_Given request_
Add 80 to every vertex coordinate in the path data, and write out everything from the line containing "mark the region of every instance of the <item>bridge" down to the line containing "15 69 L 198", both ends included. Keep every other line in that span unchanged.

(Region annotation entries)
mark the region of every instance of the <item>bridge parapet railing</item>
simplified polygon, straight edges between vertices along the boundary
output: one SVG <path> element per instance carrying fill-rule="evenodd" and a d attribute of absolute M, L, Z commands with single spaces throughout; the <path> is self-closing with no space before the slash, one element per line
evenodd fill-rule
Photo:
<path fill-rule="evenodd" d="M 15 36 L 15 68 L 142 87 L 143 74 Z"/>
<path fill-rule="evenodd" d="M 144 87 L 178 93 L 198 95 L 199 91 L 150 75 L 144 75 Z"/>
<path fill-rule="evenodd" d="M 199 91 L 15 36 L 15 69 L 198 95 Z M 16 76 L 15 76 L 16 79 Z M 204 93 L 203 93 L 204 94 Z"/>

...

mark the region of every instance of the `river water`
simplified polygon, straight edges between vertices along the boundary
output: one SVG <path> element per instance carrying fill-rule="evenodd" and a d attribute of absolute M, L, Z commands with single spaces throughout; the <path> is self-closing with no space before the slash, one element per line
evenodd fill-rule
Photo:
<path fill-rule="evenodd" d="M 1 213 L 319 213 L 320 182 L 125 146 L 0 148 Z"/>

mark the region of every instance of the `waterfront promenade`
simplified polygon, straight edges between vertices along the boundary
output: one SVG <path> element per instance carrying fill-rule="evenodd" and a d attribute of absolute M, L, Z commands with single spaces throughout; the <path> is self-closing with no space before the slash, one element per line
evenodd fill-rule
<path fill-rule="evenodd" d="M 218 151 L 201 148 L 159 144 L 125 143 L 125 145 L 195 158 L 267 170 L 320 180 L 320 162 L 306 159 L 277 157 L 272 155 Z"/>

_Correct response_
mark the region of every instance of the <item>bridge parapet railing</item>
simplified polygon, straight edges between vertices along the boundary
output: one SVG <path> element per instance carrying fill-rule="evenodd" and a d attribute of absolute M, L, Z commands with single spaces throughout; the <path> is self-closing with no space before the slash, one element per line
evenodd fill-rule
Photo:
<path fill-rule="evenodd" d="M 95 116 L 95 148 L 222 167 L 223 154 Z"/>
<path fill-rule="evenodd" d="M 224 167 L 258 173 L 278 175 L 279 171 L 230 155 L 224 155 Z"/>
<path fill-rule="evenodd" d="M 279 171 L 95 116 L 95 149 L 278 175 Z M 96 156 L 95 156 L 96 159 Z M 284 173 L 283 173 L 284 174 Z"/>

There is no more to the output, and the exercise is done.